Report the count of lines in the entries below that contain "soft", and leave out everything else.

_Dataset records_:
□ □ □ □

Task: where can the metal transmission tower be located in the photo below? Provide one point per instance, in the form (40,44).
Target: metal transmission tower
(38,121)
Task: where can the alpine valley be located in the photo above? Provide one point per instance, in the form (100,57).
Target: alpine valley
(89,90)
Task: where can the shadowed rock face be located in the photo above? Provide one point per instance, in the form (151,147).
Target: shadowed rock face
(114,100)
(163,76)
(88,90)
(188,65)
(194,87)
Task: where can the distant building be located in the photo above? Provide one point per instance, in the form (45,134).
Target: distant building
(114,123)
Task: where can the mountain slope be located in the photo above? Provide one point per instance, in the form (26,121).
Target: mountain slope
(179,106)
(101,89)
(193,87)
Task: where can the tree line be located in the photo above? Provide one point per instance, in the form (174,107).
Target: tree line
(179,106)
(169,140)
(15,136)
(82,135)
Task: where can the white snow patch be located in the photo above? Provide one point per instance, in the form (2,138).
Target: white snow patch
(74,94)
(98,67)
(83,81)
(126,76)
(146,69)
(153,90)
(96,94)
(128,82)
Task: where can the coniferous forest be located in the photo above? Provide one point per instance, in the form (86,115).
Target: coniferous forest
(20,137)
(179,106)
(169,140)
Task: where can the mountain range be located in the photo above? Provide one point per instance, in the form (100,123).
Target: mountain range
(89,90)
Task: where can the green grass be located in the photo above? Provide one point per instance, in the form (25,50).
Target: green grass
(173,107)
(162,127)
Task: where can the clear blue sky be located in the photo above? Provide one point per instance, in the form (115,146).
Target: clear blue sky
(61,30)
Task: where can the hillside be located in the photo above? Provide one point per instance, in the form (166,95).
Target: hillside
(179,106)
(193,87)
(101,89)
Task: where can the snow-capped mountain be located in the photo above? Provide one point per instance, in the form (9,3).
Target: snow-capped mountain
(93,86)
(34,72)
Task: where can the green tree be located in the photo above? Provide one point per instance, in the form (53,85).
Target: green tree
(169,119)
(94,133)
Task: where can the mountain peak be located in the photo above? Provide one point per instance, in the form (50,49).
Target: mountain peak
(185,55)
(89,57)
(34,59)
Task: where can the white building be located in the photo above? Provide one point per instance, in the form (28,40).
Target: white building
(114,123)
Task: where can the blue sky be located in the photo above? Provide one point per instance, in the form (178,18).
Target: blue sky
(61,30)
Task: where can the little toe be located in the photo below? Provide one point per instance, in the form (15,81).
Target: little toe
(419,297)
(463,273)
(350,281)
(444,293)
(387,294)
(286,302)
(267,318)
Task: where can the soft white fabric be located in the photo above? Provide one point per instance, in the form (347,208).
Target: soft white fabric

□ □ □ □

_Solution to this task_:
2